Please pick out every line in the records below that contains the word "gazebo", and copy each of those lines in full.

-*-*-

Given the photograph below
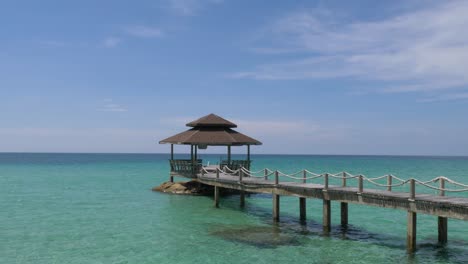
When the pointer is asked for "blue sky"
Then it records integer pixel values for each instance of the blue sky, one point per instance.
(306, 77)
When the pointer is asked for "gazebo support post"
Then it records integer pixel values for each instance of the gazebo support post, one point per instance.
(191, 158)
(216, 196)
(229, 156)
(171, 178)
(242, 198)
(248, 157)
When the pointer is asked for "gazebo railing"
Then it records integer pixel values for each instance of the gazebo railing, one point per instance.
(235, 164)
(185, 167)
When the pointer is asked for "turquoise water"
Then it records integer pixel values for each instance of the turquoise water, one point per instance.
(99, 208)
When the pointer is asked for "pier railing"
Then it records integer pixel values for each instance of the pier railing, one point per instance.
(185, 167)
(387, 182)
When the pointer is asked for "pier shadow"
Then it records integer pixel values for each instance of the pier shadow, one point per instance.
(290, 231)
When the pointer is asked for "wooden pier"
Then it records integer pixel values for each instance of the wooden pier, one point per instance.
(440, 205)
(213, 130)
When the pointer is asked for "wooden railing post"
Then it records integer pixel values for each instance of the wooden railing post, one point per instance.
(344, 206)
(442, 187)
(389, 182)
(442, 221)
(412, 189)
(325, 185)
(361, 184)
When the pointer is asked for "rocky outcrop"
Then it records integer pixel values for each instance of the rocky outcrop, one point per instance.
(188, 188)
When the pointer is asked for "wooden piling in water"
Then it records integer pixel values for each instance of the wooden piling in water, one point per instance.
(344, 206)
(344, 214)
(276, 203)
(216, 196)
(302, 208)
(326, 216)
(442, 221)
(242, 199)
(411, 232)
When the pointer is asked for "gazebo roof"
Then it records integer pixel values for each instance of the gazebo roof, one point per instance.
(211, 120)
(211, 130)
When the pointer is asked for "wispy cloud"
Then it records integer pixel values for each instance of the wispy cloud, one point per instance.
(446, 97)
(190, 7)
(144, 31)
(110, 106)
(111, 42)
(421, 50)
(52, 43)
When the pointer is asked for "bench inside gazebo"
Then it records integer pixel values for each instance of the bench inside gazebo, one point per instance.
(210, 130)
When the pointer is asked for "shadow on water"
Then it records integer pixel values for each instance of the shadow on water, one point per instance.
(258, 236)
(292, 232)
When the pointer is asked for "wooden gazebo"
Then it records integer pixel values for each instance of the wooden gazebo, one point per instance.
(210, 130)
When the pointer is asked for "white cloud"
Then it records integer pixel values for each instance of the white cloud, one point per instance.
(111, 42)
(422, 50)
(110, 106)
(144, 31)
(446, 97)
(52, 43)
(190, 7)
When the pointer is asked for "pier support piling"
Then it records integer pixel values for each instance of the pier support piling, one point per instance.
(326, 216)
(442, 221)
(216, 196)
(302, 209)
(275, 208)
(442, 224)
(344, 214)
(242, 198)
(411, 234)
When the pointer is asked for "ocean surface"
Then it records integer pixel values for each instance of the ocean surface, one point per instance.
(99, 208)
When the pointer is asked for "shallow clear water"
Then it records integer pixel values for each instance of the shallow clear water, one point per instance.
(99, 208)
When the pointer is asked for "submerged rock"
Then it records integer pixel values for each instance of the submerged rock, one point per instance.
(263, 237)
(190, 187)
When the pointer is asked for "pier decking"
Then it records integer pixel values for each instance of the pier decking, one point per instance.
(439, 205)
(213, 130)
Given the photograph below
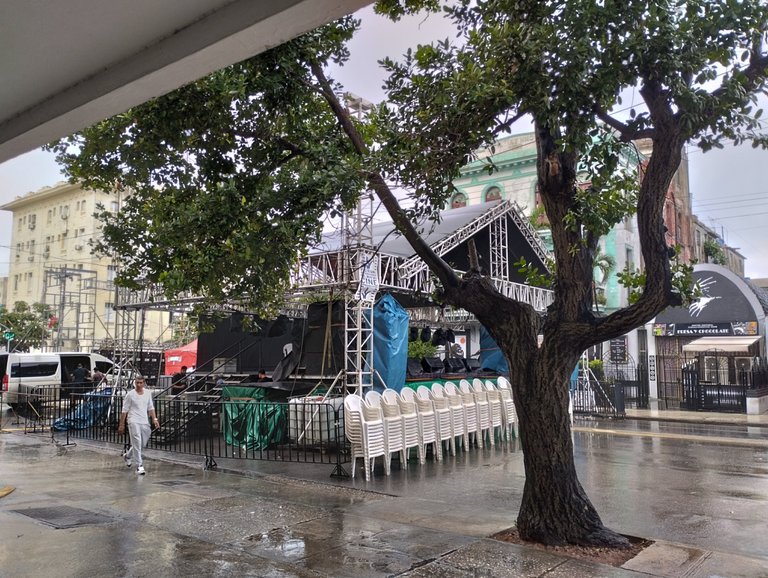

-*-*-

▸ **SOLUTION BELOW**
When the pointer is asked for "gazebo support post"
Then it records integer pixel values for each instance of the gazebo support post, one point per instance.
When the pointer is asked for "gazebo railing"
Then it records integer pixel values for each instance of the gazebo railing, one point per instance.
When the pointer is asked for "gazebo roof"
Then it records integer pixel values for each instance of the gazebo roof, one point per instance.
When the pointer is asked for "bench inside gazebo"
Then it records integer pixel values for each instance of the bench inside gazebo, one point per instance.
When the pointer is asked for "wooden gazebo"
Then it records integer pixel values for each instance of the wooden gazebo, one point per instance.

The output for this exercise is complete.